- _Instructions for the task_: Copy the lines exactly, beginning with the line containing "</instance>" and continuing through the line containing "692L1140 697L1133 813L1246".

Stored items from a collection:
◇ ◇ ◇ ◇ ◇ ◇ ◇

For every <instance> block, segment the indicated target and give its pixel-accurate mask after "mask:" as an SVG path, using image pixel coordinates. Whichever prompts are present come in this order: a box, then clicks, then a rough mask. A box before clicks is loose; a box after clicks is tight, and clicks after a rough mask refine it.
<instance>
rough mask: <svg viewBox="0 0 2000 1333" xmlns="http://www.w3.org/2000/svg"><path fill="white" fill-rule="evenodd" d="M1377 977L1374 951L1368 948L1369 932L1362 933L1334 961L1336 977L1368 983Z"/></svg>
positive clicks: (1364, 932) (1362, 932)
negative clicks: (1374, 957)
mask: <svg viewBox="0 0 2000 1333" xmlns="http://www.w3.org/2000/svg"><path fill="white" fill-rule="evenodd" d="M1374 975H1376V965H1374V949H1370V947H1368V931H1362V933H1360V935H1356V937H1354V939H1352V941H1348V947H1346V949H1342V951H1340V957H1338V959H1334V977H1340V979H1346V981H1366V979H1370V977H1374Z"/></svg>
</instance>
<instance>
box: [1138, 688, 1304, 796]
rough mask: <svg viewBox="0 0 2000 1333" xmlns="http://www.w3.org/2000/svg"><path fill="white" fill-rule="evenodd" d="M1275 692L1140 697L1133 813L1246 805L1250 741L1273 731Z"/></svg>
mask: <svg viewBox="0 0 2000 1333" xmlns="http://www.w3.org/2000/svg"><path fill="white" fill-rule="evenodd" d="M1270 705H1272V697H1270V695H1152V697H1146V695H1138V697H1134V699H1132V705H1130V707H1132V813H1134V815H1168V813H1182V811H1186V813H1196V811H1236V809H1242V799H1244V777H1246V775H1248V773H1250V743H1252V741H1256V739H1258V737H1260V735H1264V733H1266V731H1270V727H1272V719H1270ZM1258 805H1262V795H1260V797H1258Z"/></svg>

◇ ◇ ◇ ◇ ◇ ◇ ◇

- _Answer area_:
</instance>
<instance>
box: [1138, 688, 1304, 796]
rough mask: <svg viewBox="0 0 2000 1333" xmlns="http://www.w3.org/2000/svg"><path fill="white" fill-rule="evenodd" d="M1275 692L1140 697L1133 813L1246 805L1250 741L1273 731Z"/></svg>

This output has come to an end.